[GOAL]:
Swap "Ground" for "Locate" in the listing, beginning at the line that has "Ground every husky" and continuing through the end of the listing, and give back only those lines with everything else unchanged. Leave the pictures out of your answer.

[GIVEN DATA]:
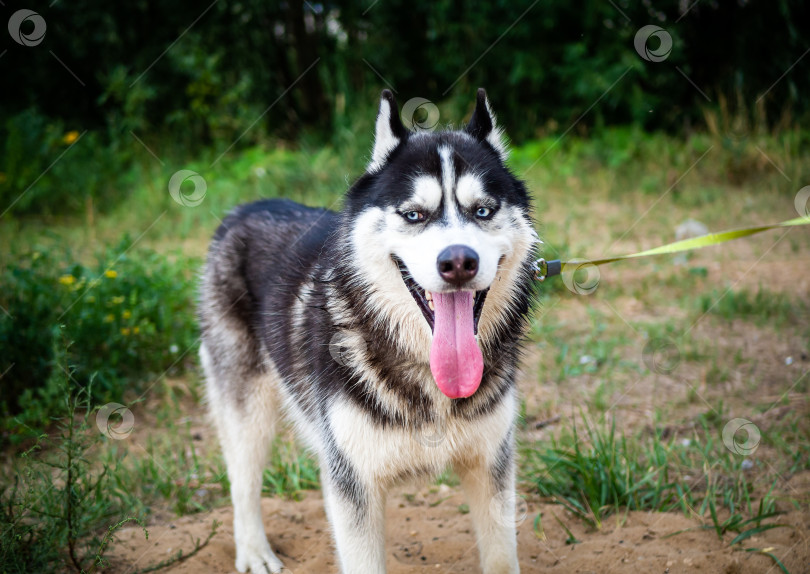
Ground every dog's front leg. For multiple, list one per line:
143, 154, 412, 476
454, 436, 520, 574
321, 464, 386, 574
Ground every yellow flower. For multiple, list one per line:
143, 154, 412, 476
62, 131, 79, 145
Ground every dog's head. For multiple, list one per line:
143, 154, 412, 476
344, 89, 536, 398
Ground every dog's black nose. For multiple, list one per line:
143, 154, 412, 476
436, 245, 478, 287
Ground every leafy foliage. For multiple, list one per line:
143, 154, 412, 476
0, 243, 196, 440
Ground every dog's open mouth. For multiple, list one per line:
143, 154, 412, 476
393, 257, 489, 335
394, 258, 489, 399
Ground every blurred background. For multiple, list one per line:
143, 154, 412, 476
0, 0, 810, 216
0, 0, 810, 574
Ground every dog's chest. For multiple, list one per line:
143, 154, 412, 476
328, 396, 514, 484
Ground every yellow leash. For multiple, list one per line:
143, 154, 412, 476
534, 216, 810, 281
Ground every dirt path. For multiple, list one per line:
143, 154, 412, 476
109, 487, 810, 574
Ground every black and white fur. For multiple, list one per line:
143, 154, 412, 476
199, 90, 537, 574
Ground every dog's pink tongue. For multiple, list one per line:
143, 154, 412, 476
430, 291, 484, 399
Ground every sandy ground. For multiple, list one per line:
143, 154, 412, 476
109, 487, 810, 574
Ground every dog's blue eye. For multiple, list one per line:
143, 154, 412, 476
403, 211, 425, 223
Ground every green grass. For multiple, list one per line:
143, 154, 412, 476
522, 418, 792, 544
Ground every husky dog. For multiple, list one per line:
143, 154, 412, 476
199, 90, 537, 574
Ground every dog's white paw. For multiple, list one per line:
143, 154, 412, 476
236, 540, 284, 574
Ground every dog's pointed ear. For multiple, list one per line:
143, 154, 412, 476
464, 88, 509, 161
366, 90, 408, 173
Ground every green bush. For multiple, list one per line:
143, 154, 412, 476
0, 108, 133, 216
0, 239, 197, 435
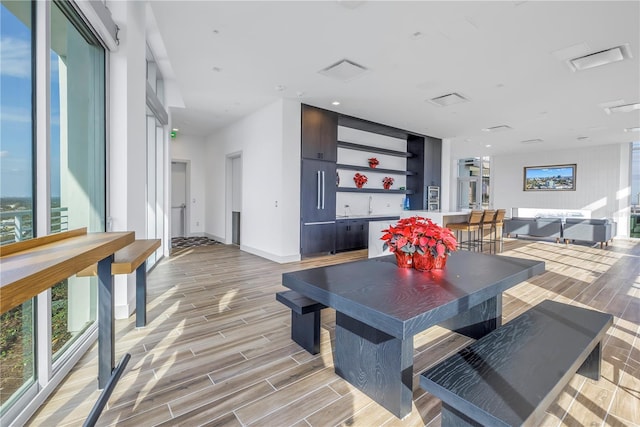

[OUTPUT OF THE EXERCISE]:
Locate every husky dog. For multiple, list one per line:
143, 154, 412, 476
199, 90, 537, 574
Locate every dog's white paw. For multiple, list one per line:
143, 154, 412, 476
236, 540, 284, 574
Locate every dog's pointed ear. For multiple, list one per line:
143, 154, 412, 476
464, 88, 509, 161
366, 90, 408, 173
Locate every green bush. For multiple, list one per line:
143, 154, 412, 476
0, 108, 133, 216
0, 239, 197, 435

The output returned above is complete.